### EXERCISE PROMPT
Reproduce only this part of the listing: the line with "waving fabric flag?", plus every line after it through the last.

### DATA PROVIDED
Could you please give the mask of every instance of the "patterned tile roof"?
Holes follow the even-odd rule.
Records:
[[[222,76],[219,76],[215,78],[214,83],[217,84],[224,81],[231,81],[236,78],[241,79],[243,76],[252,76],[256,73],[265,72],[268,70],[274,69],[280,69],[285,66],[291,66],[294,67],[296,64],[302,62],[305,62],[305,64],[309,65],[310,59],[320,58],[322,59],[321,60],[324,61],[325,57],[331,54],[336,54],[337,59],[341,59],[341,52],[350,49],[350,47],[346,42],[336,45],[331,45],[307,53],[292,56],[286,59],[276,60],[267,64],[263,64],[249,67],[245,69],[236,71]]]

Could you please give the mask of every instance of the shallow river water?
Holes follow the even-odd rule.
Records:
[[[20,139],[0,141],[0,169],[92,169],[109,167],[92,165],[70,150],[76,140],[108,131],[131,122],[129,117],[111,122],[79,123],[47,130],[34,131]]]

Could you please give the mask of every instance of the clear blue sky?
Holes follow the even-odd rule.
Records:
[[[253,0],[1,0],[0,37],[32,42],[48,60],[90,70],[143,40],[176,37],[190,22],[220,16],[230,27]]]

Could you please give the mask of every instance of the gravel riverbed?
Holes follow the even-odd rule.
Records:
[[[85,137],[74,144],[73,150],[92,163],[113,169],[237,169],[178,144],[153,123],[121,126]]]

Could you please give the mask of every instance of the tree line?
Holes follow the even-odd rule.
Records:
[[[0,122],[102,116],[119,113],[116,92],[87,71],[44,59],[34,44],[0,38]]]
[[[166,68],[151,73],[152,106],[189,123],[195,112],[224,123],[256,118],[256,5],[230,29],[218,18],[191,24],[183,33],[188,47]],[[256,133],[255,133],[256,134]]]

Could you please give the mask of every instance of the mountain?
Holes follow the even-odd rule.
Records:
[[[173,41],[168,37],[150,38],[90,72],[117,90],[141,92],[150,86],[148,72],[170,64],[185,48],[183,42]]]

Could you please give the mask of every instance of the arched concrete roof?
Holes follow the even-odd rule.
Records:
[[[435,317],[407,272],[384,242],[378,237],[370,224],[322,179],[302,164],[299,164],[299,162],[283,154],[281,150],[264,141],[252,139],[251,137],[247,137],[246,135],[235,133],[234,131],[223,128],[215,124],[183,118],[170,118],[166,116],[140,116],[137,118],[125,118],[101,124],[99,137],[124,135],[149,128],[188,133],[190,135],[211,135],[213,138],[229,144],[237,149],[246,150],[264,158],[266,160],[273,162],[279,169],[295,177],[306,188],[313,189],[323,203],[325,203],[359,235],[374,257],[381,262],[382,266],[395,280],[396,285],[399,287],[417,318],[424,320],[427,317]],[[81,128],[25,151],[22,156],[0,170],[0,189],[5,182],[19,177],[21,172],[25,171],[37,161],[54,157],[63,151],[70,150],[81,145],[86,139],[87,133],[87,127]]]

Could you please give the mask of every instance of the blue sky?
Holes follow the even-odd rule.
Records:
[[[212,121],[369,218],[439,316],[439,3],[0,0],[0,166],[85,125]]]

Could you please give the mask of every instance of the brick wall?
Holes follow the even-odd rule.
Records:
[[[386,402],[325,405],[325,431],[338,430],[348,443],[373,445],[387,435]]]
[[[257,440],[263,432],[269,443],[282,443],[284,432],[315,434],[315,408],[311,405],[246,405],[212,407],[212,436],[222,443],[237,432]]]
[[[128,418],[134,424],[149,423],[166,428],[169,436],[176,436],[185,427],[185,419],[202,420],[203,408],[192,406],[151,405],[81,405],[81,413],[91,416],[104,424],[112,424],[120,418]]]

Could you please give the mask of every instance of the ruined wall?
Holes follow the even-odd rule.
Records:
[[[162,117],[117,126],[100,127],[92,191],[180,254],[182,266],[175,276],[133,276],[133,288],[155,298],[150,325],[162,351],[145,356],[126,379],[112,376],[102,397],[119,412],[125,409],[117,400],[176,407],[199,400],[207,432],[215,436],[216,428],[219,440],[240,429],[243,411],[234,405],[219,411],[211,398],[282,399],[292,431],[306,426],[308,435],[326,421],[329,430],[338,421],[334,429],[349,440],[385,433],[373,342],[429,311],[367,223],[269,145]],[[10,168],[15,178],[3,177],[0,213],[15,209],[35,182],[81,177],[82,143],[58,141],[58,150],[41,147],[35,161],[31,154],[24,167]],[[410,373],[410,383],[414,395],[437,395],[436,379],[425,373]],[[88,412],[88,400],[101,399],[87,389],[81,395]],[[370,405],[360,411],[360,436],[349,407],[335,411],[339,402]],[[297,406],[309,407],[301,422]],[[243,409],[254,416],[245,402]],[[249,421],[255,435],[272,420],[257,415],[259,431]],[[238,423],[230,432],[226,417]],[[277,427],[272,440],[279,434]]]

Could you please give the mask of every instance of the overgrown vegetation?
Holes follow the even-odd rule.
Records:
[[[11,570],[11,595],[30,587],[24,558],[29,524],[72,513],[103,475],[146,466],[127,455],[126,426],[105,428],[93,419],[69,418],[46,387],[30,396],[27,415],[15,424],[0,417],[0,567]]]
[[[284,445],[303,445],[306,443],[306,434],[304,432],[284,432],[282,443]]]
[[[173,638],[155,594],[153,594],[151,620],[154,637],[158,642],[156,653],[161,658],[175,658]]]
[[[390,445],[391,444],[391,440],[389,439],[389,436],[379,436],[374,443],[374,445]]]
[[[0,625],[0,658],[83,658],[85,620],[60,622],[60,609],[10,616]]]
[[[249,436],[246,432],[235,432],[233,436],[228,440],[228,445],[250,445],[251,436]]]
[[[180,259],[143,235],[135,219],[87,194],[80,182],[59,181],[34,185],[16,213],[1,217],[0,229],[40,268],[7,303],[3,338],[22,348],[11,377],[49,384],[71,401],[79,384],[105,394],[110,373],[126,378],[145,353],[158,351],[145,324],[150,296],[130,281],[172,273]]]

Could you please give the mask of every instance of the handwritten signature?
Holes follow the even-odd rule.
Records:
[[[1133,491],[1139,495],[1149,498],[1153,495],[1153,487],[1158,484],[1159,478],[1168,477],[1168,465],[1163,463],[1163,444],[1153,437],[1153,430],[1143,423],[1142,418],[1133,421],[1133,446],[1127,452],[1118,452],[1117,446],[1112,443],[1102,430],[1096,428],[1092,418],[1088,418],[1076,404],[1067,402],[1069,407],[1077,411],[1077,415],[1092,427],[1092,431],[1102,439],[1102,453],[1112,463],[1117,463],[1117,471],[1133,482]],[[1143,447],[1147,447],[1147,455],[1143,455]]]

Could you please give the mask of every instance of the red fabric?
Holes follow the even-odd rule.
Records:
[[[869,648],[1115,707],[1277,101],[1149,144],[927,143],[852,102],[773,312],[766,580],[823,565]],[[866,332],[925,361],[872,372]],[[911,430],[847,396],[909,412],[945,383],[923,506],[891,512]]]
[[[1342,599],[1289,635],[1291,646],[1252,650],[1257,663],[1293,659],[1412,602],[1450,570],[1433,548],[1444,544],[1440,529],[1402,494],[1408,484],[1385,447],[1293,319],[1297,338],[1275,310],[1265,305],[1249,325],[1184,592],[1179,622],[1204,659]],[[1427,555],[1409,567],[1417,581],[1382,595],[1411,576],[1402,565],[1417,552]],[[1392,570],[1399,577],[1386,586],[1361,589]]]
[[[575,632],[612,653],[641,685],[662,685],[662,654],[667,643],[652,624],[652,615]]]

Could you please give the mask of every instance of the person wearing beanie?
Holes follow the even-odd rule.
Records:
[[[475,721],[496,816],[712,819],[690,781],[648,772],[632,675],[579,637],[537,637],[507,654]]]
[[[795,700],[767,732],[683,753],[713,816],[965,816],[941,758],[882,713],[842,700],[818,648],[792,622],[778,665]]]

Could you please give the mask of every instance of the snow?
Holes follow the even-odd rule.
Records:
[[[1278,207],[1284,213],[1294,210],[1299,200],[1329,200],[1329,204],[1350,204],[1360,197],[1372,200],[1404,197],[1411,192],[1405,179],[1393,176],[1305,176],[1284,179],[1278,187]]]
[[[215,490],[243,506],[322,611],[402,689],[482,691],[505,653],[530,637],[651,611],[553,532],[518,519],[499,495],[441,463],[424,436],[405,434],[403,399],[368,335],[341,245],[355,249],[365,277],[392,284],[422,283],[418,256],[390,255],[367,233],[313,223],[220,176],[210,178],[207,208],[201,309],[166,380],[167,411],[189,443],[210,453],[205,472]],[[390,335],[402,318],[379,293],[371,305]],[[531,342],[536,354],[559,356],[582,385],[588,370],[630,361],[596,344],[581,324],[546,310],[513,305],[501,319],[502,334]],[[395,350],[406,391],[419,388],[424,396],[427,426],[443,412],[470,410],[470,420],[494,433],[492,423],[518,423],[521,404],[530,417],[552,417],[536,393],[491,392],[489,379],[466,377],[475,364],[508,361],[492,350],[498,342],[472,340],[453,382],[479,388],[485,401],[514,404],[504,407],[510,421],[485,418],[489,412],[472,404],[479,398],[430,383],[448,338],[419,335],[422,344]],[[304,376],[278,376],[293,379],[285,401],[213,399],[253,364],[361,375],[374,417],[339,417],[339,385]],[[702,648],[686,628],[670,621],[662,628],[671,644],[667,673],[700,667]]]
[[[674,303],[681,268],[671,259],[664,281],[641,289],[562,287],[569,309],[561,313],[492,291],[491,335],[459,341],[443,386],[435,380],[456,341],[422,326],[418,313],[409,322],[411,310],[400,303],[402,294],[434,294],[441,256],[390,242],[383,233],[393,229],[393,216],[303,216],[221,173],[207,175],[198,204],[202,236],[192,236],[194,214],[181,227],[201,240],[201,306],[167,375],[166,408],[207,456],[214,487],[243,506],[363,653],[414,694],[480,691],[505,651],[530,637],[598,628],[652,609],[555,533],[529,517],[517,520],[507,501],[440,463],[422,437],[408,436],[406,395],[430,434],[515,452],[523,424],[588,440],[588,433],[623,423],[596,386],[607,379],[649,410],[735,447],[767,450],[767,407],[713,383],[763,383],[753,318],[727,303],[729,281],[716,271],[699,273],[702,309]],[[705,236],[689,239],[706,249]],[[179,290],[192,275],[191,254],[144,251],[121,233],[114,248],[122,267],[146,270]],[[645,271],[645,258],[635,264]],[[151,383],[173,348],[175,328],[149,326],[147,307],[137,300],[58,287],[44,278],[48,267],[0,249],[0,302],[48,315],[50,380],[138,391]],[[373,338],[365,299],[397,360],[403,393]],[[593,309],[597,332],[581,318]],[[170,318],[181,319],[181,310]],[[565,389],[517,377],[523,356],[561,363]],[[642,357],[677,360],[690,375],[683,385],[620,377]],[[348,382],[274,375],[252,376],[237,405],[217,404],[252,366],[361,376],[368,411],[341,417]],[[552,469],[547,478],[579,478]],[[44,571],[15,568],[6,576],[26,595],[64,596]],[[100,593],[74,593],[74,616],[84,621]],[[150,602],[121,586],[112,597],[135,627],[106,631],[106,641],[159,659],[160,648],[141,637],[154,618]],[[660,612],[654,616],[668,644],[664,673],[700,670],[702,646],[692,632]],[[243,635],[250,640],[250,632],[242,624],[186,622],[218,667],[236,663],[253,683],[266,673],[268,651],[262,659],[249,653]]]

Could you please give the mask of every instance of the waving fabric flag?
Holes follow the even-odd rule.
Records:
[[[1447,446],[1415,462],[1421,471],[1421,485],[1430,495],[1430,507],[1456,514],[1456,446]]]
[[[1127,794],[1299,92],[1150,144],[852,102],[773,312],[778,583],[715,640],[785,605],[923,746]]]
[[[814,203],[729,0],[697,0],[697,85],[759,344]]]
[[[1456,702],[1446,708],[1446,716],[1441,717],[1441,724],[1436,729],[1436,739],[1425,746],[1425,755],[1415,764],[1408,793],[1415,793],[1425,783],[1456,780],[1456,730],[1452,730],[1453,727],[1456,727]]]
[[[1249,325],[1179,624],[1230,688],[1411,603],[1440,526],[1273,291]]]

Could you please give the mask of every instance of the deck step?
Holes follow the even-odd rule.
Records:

### CORRECT RESULT
Could you please give the mask of every instance of the waving fabric flag?
Holes follow the even-odd rule.
Records:
[[[1447,446],[1415,462],[1421,471],[1421,485],[1430,495],[1430,507],[1456,514],[1456,446]]]
[[[1127,794],[1299,92],[1150,144],[852,102],[773,312],[778,583],[715,640],[785,605],[923,746]]]
[[[814,203],[729,0],[697,0],[697,85],[759,344]]]
[[[1456,702],[1446,708],[1446,716],[1441,717],[1441,724],[1436,729],[1436,739],[1425,746],[1425,755],[1415,764],[1408,793],[1415,793],[1425,783],[1456,780],[1456,730],[1452,730],[1453,727],[1456,727]]]
[[[1249,325],[1179,624],[1230,688],[1411,603],[1440,526],[1273,291]]]

Could you please give the mask of every instance of the deck step?
Holes follow the even-odd rule.
Records:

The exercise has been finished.